When you reach the line with "Target: man's extended leg" in the listing below, transcribe it and each line after it up to and including the line with "Target: man's face", exactly and with nothing else.
..............................
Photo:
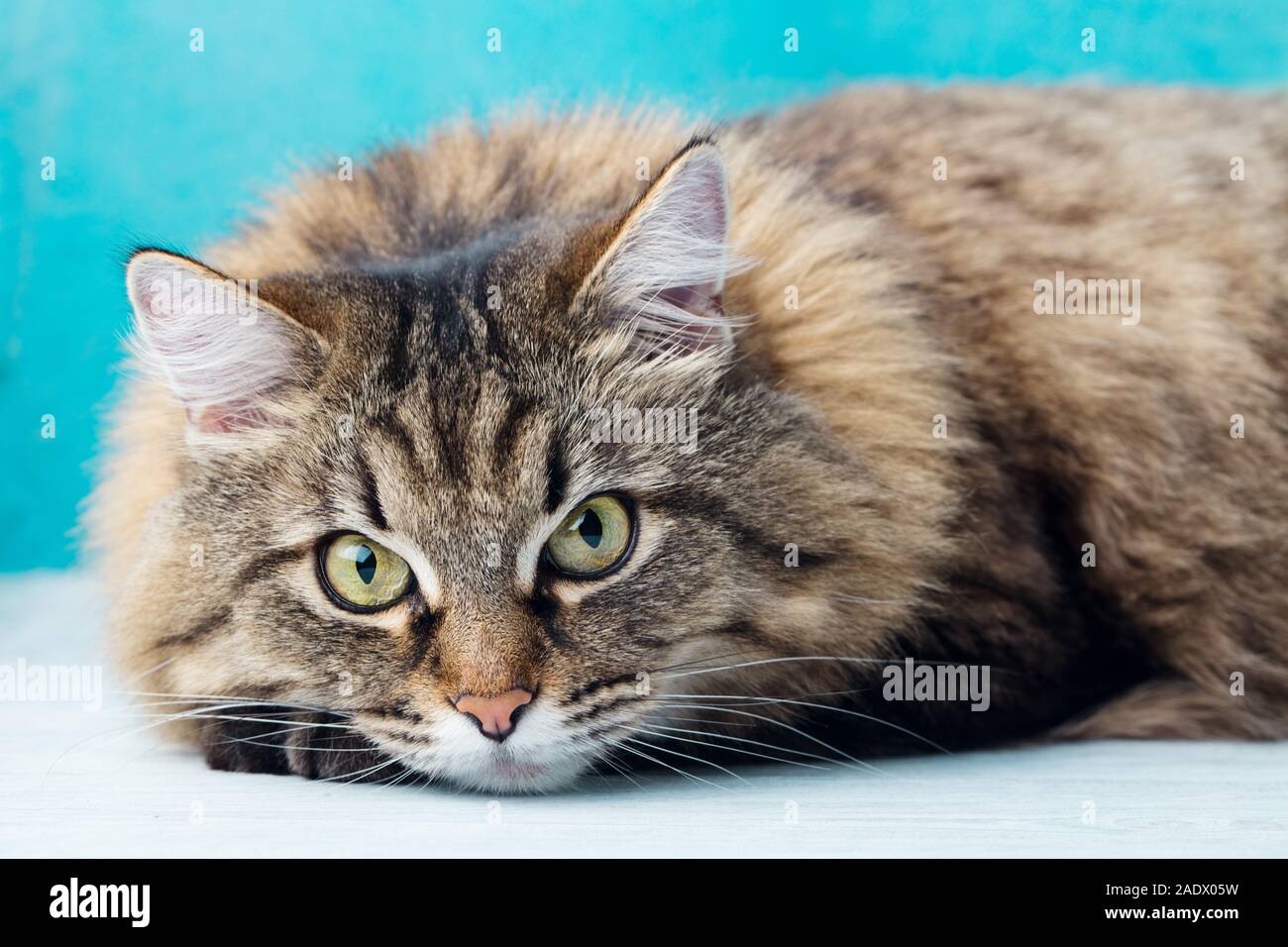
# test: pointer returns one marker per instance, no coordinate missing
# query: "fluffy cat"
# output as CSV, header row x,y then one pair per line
x,y
370,522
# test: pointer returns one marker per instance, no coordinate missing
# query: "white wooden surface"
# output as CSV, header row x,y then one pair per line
x,y
75,783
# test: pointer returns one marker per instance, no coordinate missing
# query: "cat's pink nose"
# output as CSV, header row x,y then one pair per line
x,y
496,716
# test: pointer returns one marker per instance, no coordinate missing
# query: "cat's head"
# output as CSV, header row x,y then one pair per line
x,y
489,504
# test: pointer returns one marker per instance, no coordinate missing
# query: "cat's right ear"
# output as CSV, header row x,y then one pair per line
x,y
664,272
228,356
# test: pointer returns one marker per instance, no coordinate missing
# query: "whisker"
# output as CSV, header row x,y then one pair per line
x,y
674,770
677,753
927,741
787,725
728,749
844,659
745,740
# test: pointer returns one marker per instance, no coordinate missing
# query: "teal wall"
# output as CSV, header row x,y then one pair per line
x,y
156,144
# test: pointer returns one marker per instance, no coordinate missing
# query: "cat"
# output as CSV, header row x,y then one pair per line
x,y
364,517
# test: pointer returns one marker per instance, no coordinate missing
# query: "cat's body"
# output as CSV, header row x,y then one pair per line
x,y
897,454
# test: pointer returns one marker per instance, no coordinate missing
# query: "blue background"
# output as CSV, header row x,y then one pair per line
x,y
155,144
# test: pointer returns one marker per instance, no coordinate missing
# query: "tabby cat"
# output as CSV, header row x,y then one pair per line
x,y
578,441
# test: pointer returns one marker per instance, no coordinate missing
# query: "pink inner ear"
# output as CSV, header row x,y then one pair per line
x,y
666,275
224,419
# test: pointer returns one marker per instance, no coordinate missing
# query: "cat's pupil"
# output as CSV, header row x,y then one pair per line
x,y
365,562
590,528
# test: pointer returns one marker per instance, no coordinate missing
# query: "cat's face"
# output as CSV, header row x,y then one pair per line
x,y
487,505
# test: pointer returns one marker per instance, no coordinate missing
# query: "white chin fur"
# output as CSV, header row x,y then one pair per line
x,y
539,757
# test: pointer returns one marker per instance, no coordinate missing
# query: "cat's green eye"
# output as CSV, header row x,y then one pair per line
x,y
364,575
592,539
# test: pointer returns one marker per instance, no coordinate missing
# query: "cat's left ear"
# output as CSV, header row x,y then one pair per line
x,y
231,359
664,272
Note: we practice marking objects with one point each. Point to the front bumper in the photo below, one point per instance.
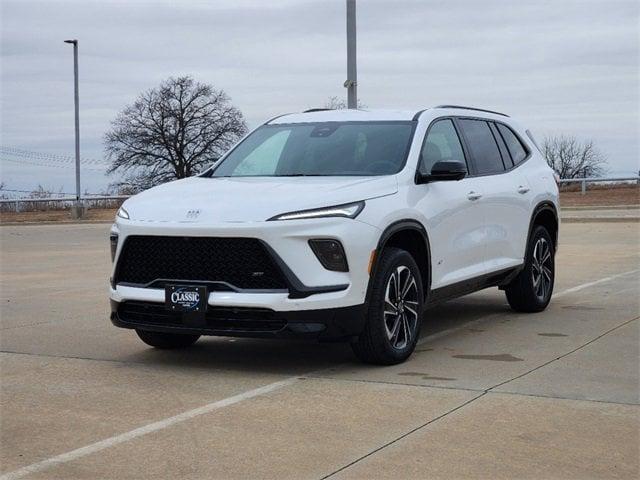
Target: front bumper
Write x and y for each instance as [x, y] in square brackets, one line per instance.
[332, 324]
[312, 287]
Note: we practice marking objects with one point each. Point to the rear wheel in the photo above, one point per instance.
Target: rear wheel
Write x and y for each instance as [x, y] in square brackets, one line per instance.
[395, 311]
[531, 290]
[167, 340]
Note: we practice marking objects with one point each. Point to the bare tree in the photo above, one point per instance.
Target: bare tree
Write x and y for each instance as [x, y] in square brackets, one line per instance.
[571, 158]
[334, 103]
[171, 132]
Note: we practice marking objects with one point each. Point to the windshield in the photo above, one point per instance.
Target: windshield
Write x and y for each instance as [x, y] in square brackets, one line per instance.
[320, 149]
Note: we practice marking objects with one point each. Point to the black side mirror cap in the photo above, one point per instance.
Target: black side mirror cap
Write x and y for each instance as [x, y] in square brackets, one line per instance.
[445, 170]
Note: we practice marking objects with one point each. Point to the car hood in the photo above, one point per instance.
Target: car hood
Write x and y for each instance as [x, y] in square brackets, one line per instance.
[250, 199]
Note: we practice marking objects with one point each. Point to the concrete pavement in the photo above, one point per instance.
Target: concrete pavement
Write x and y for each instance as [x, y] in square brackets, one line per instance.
[488, 394]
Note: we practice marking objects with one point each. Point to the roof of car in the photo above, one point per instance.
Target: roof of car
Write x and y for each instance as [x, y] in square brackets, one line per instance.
[366, 115]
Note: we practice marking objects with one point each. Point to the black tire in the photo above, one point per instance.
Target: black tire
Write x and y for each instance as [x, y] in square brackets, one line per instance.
[381, 341]
[167, 341]
[531, 290]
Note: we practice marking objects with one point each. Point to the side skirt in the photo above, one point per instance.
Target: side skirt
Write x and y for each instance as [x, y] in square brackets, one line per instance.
[494, 279]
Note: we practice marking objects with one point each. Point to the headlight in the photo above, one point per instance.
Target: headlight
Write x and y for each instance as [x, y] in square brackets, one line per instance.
[349, 210]
[122, 213]
[113, 241]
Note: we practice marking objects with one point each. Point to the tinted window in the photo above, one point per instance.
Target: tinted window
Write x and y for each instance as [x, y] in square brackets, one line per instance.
[506, 156]
[320, 149]
[484, 149]
[517, 151]
[442, 143]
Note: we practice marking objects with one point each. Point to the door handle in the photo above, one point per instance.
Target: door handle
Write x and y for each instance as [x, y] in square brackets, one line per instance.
[473, 196]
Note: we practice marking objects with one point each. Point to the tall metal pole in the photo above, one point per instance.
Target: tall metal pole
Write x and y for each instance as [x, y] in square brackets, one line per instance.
[77, 108]
[352, 76]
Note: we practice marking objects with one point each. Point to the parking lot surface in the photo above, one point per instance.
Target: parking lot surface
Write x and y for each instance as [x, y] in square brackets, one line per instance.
[488, 394]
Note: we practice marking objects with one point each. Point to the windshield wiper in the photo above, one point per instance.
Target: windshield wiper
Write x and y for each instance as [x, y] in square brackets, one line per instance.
[300, 175]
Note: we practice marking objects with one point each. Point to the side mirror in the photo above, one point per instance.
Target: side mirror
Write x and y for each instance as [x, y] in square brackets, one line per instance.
[444, 170]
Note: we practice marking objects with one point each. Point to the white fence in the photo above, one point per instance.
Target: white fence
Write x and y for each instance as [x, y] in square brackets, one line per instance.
[112, 201]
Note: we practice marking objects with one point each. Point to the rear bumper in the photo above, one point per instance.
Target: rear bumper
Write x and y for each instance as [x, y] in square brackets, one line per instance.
[323, 324]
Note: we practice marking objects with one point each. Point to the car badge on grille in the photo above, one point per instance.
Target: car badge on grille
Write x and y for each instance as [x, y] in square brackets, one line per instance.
[193, 214]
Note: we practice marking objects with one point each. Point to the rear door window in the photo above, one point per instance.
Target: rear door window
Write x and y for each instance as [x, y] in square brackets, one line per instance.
[484, 149]
[442, 143]
[516, 149]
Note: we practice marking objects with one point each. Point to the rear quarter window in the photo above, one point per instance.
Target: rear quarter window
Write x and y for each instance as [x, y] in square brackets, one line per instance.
[484, 149]
[517, 151]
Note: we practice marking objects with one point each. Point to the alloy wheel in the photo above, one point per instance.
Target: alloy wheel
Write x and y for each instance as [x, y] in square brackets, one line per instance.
[401, 307]
[542, 269]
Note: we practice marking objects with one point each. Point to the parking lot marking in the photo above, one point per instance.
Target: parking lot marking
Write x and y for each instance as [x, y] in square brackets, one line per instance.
[591, 284]
[150, 428]
[181, 417]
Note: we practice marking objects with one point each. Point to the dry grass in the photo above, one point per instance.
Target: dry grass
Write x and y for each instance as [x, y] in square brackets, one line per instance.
[596, 196]
[57, 216]
[601, 195]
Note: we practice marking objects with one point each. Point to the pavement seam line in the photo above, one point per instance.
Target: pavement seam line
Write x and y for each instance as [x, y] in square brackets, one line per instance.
[577, 288]
[161, 424]
[563, 355]
[464, 389]
[144, 430]
[404, 435]
[485, 392]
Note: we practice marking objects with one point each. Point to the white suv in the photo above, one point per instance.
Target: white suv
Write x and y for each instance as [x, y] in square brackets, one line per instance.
[340, 225]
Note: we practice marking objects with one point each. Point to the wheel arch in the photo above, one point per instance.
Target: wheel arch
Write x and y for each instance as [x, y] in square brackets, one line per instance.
[409, 235]
[546, 214]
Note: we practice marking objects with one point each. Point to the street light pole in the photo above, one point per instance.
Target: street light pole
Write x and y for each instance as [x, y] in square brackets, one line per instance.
[352, 77]
[77, 108]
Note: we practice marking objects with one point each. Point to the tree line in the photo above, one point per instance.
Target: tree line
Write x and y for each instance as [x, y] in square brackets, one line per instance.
[181, 127]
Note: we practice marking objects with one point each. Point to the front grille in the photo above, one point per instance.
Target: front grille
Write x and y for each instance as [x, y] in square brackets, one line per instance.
[217, 318]
[244, 263]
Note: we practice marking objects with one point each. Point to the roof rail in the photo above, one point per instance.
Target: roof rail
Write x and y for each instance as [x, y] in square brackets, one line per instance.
[461, 107]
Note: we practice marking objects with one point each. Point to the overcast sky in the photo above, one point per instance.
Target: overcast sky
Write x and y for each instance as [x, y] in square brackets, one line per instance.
[559, 66]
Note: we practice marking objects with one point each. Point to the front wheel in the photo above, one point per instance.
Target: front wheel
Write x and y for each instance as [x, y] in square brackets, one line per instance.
[531, 290]
[167, 341]
[395, 311]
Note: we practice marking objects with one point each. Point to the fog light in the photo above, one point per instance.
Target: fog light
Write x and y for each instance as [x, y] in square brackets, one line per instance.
[113, 239]
[331, 254]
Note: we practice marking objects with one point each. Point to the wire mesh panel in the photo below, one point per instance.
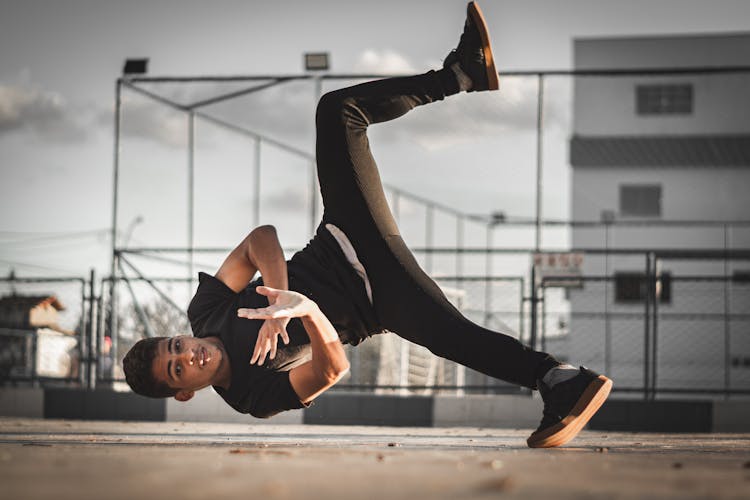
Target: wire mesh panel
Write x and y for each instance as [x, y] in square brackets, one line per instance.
[41, 325]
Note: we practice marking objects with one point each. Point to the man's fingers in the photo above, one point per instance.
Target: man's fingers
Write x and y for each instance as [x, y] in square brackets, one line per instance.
[272, 351]
[284, 335]
[267, 291]
[256, 351]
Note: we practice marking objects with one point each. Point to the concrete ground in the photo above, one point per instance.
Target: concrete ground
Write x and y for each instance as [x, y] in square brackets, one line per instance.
[66, 459]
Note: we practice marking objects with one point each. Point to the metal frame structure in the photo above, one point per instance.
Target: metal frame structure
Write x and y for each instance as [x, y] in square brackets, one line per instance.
[257, 83]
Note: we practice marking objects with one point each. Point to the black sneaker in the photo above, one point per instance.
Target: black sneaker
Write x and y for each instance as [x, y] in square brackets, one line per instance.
[568, 406]
[474, 52]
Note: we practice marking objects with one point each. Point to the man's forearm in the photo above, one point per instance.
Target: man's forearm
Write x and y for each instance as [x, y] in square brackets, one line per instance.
[328, 356]
[264, 250]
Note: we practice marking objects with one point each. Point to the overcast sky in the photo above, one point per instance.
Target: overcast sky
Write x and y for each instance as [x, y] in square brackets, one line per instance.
[59, 61]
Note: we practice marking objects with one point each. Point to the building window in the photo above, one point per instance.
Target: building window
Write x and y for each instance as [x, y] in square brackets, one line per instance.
[640, 200]
[664, 99]
[630, 288]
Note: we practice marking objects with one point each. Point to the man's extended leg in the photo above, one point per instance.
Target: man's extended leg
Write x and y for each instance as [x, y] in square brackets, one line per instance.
[405, 299]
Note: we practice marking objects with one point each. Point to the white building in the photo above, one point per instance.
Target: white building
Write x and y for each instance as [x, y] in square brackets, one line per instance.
[673, 148]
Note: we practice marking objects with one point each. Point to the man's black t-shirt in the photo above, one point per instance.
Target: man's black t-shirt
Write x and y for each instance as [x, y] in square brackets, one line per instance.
[321, 272]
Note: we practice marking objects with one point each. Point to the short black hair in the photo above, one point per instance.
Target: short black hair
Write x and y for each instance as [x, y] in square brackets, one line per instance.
[139, 375]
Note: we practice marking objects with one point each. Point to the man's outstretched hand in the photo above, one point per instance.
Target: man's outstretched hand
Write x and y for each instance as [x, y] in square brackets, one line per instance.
[285, 305]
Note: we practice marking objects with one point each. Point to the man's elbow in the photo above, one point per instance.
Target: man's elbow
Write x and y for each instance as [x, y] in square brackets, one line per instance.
[334, 372]
[262, 232]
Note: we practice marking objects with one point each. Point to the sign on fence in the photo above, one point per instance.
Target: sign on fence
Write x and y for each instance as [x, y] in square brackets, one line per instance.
[559, 269]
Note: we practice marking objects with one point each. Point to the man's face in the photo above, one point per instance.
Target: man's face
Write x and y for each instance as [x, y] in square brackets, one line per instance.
[188, 363]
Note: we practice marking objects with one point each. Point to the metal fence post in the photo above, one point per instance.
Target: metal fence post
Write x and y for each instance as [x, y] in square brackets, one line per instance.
[655, 296]
[92, 360]
[646, 327]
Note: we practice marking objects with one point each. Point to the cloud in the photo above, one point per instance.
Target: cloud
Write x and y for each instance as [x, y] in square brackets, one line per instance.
[151, 121]
[384, 62]
[286, 111]
[44, 113]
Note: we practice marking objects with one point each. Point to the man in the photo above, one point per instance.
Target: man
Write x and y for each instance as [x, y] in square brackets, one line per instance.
[354, 279]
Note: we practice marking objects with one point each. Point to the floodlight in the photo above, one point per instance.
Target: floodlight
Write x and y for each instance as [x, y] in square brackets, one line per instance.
[135, 66]
[316, 61]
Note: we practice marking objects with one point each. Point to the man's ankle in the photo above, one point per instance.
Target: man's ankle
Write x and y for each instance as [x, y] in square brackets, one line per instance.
[448, 81]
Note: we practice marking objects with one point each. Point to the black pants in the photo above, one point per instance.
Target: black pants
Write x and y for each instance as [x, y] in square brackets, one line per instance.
[406, 301]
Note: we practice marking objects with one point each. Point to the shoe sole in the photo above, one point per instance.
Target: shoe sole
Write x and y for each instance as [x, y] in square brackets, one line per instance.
[587, 405]
[493, 82]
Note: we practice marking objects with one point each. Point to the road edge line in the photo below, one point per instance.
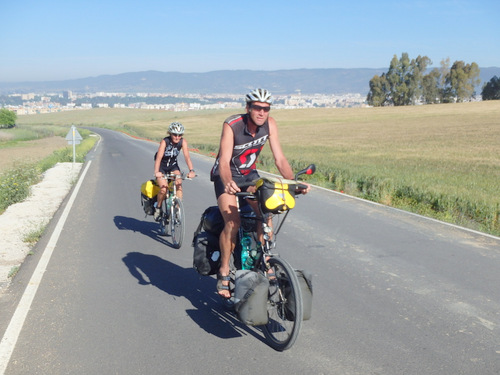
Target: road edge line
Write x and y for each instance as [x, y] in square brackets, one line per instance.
[16, 323]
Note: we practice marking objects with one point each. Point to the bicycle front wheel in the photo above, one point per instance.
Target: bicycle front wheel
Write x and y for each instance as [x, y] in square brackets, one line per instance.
[177, 222]
[285, 307]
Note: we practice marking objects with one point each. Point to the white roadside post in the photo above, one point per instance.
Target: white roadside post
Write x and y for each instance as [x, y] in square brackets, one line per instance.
[73, 138]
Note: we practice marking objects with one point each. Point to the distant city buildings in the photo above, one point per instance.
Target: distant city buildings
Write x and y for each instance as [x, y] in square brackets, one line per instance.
[27, 104]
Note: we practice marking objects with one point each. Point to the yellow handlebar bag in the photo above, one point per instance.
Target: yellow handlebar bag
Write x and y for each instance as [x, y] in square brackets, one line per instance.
[150, 189]
[276, 195]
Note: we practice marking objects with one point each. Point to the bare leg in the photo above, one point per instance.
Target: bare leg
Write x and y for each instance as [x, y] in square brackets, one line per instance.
[227, 239]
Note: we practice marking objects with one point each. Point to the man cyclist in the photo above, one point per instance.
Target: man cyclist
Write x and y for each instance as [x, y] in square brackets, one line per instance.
[243, 137]
[166, 162]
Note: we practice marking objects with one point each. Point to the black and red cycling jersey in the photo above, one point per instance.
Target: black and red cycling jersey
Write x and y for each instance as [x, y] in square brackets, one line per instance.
[246, 147]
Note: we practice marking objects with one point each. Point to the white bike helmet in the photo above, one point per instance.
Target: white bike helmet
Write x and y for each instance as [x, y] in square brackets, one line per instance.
[176, 128]
[259, 95]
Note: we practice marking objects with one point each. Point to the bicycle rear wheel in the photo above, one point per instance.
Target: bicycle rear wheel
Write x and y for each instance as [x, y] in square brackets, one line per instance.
[177, 222]
[285, 306]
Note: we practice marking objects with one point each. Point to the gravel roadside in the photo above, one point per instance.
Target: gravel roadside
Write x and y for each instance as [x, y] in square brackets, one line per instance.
[28, 217]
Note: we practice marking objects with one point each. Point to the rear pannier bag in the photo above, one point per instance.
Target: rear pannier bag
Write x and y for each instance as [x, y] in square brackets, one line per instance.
[149, 191]
[206, 254]
[305, 281]
[251, 290]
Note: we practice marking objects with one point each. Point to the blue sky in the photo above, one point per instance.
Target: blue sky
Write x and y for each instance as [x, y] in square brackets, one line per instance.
[58, 40]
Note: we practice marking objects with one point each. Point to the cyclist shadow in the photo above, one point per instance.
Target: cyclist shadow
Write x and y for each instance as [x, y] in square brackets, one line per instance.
[147, 228]
[209, 313]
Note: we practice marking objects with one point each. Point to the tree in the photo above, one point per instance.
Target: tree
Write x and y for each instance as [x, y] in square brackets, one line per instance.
[491, 90]
[402, 85]
[7, 118]
[431, 92]
[377, 96]
[462, 80]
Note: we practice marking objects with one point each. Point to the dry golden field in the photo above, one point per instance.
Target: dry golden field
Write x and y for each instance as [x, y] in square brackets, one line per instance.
[441, 160]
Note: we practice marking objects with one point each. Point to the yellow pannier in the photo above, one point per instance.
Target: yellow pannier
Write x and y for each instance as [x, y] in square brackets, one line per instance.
[276, 195]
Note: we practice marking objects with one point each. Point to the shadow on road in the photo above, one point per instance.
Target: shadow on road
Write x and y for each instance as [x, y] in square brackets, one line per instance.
[209, 313]
[147, 228]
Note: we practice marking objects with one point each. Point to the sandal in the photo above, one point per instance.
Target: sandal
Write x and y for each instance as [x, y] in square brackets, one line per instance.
[221, 287]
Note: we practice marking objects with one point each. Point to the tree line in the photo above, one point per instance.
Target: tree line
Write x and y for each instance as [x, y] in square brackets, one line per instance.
[409, 82]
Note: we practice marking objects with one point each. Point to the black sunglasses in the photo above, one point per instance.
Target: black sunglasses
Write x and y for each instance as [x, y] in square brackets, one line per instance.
[258, 108]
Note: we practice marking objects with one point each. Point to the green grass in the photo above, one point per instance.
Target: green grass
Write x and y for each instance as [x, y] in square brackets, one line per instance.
[15, 183]
[442, 161]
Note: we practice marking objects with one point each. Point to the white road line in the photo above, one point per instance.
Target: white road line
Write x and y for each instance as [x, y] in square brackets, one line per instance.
[13, 331]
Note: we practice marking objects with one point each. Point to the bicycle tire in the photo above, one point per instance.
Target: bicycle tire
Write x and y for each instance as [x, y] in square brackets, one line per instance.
[177, 222]
[282, 331]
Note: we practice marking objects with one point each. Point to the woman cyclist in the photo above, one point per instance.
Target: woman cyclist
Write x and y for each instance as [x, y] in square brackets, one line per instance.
[166, 162]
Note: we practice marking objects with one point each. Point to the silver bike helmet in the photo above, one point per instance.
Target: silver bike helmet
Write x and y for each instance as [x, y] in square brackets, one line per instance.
[259, 95]
[176, 128]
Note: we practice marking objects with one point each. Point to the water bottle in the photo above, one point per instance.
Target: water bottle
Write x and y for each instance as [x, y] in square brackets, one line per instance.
[246, 259]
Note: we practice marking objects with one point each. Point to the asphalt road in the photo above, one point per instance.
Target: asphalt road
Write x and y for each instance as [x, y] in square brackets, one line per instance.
[394, 293]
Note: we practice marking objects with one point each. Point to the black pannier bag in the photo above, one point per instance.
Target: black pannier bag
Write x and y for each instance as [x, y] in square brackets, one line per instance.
[251, 290]
[206, 254]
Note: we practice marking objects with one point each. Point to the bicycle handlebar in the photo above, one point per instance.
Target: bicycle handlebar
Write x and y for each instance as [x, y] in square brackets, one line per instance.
[172, 176]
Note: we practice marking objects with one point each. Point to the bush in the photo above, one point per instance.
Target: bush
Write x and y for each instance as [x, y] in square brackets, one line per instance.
[7, 118]
[15, 184]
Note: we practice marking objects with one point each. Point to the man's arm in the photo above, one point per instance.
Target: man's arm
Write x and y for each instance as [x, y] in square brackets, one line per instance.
[225, 153]
[279, 158]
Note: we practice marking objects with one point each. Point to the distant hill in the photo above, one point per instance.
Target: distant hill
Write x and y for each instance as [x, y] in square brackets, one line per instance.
[279, 82]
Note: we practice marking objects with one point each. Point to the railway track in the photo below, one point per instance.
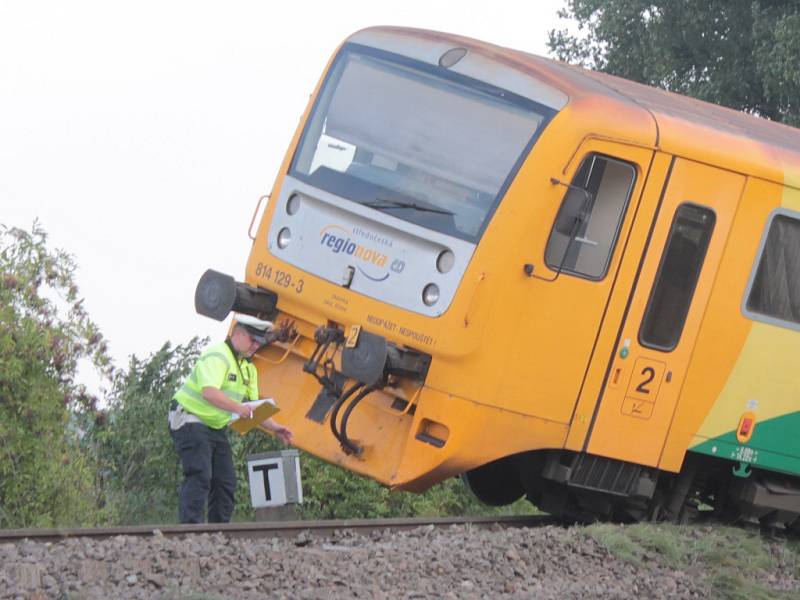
..............................
◆ EXERCISE OUTPUT:
Target: man's extended leg
Write x and y for each instance as [x, y] in square brackets, one line per instance.
[405, 299]
Note: we practice marking objects with one point each. Point to the white building in the photo above, one point per instance.
Target: white building
Write x and y for each instance as [x, y] in square brackets, one line per instance.
[673, 148]
Note: we practice marking objects with one point each. Point to the man's black t-shirt in the photo above, one point per instance.
Target: man's black t-shirt
Write x and y for each instance as [x, y] in square brackets, one line per instance.
[321, 272]
Note: we practice marking objects with one point each. Point to the short black hair in the photo above, one point per instance.
Target: short black hair
Write x and y for each instance as [x, y] in square brackets, one line per instance.
[139, 375]
Note: we practice marking objects with one point each. Point to the man's outstretched hand in the photo above, one point per instance.
Target: man's outstretched hand
Write x and y for each instance as [x, y] in square brackets, one line per instance.
[285, 305]
Note: we practice marking objects with one point each. Point to the man's elbow in the photo above, one point per instance.
Target: man's elbow
Write x and y for each instance as [x, y] in square brackets, one line per instance.
[334, 372]
[262, 232]
Note: we practice marking objects with one point each. Point to the sign on fence in the photo above, one point per instance.
Target: sign on fence
Write x and y for each instance as [x, y] in square brackets, one line per instance.
[559, 269]
Note: we practice marking objects with one point each. Point to the man's face in the photo above, one point per instance.
Target: man's face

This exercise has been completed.